Improper inclusive leadership could be costing your company

diverse leadership

PROBLEM - Several hours of meetings with no solutions in sight. The competition is eating your company’s lunch… and dinner… and part of your breakfast. Then, during a break, you overhear one of the silent participants suggesting THE solution to one of her peers. You wonder – why didn’t she speak up during the meeting?  

We operate in a complicated world.  Bob Johansen called it a VUCA world – a world that is volatile, unpredictable, complex and ambiguous. These worlds no longer deal with problems with one solution. This context forces organizations to throw out strategic plans, react to new market trends or be forced into the offensive when least prepared.   

We are also forced to make decisions with insufficient information. As General Colin Powell once stated in his 40-70 rule, an organization needs to make a decision when it has collected 40 to 70 percent of the details. Collecting enough relevant information improves the odds of success but does not guarantee success. Waiting for more information means your competition is likely already beating you to market. Anything less than 40 percent increases the likelihood of making a costly mistake.

## Excerpted data:
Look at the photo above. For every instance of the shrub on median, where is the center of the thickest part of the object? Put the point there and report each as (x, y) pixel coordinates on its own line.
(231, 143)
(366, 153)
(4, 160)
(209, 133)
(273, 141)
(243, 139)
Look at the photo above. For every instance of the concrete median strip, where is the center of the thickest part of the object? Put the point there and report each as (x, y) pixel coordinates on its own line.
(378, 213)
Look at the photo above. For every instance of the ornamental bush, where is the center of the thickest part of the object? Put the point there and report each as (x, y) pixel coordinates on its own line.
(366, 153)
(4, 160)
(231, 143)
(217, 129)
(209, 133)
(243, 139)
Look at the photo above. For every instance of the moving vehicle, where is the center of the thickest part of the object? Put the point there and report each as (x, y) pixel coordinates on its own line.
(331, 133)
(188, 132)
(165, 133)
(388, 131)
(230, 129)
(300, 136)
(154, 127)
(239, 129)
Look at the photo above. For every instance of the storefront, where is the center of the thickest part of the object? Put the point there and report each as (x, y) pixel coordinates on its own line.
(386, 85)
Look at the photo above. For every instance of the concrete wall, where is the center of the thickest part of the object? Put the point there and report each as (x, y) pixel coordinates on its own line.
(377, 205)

## What you have to do:
Extract the passage of the article on inclusive leadership between "diverse leadership" and "during the meeting?", inclusive. The entries have no connection to the article on inclusive leadership.

## Solution for this problem:
diverse leadership

PROBLEM - Several hours of meetings with no solutions in sight. The competition is eating your company’s lunch… and dinner… and part of your breakfast. Then, during a break, you overhear one of the silent participants suggesting THE solution to one of her peers. You wonder – why didn’t she speak up during the meeting?